Work to complete => Reproduce the listing below word for word, from its first line to its last, and leave out the pictures.

Segmentation annotation listing

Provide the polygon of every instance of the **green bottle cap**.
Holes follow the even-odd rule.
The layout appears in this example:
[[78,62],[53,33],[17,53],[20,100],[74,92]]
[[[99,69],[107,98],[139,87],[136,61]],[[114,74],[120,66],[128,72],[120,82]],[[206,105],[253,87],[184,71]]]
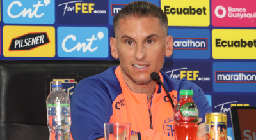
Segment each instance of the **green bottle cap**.
[[192,90],[180,90],[180,95],[193,95],[193,92]]

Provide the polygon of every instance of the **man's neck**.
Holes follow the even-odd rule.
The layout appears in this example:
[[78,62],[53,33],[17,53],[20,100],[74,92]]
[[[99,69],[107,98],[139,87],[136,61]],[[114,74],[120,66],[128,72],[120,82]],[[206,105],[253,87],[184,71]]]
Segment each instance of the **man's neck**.
[[130,90],[138,94],[145,93],[148,97],[148,102],[151,100],[152,96],[156,90],[156,82],[153,80],[148,84],[145,85],[140,85],[135,83],[131,78],[129,78],[121,70],[122,76],[125,83],[127,85]]

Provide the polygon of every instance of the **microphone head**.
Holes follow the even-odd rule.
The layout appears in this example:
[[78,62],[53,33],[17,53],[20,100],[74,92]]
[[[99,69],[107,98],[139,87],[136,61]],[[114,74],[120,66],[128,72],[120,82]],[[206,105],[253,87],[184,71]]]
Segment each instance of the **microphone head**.
[[160,76],[156,72],[152,72],[150,74],[151,79],[154,81],[157,81],[157,79],[160,80]]

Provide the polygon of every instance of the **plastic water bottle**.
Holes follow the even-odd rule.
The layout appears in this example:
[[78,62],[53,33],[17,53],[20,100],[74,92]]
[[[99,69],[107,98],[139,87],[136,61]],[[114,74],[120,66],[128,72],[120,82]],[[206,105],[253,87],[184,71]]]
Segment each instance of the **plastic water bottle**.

Solved exercise =>
Provide the polygon of every instance of the **green bottle cap**.
Holes follow the even-odd rule.
The layout appears in this example:
[[78,62],[53,33],[17,53],[20,100],[74,92]]
[[[99,69],[107,98],[139,87],[136,61]],[[114,74],[120,66],[128,72],[120,82]],[[206,105],[253,87],[184,71]]]
Segment each instance of the **green bottle cap**.
[[192,90],[180,90],[180,95],[193,95],[193,92]]

Provide the polygon of every instance of the **man's neck**.
Holes follow the even-odd rule.
The layout appears in this example:
[[78,62],[53,33],[17,53],[20,100],[74,92]]
[[[99,69],[107,98],[139,87],[136,61]],[[114,74],[120,66],[128,72],[120,82]],[[206,105],[253,87],[184,71]]]
Segment each instance of the **man's neck**.
[[130,90],[138,94],[145,93],[148,97],[148,102],[151,100],[152,96],[156,90],[156,82],[153,80],[148,84],[145,85],[140,85],[135,83],[131,78],[129,78],[121,70],[122,76],[125,83],[127,85]]

Provide the polygon of every instance of the **microphone head**.
Holes follow the even-odd rule.
The layout appears in this example:
[[78,62],[53,33],[17,53],[20,100],[74,92]]
[[[99,69],[107,98],[139,87],[136,61]],[[114,74],[120,66],[128,72],[120,82]],[[206,105],[253,87],[184,71]]]
Segment each instance of the **microphone head**.
[[160,76],[156,72],[152,72],[150,74],[151,79],[154,81],[157,81],[157,79],[160,80]]

Provide the polygon of every instance of the **plastic water bottle**.
Holes follow the even-odd rule.
The layout appears in this example:
[[78,62],[53,33],[17,53],[20,100],[74,92]]
[[[99,69],[107,98],[139,87],[136,61]],[[114,74],[120,66],[128,72],[120,82]],[[206,105],[253,87],[184,71]]]
Segment each instance of the **plastic water bottle**.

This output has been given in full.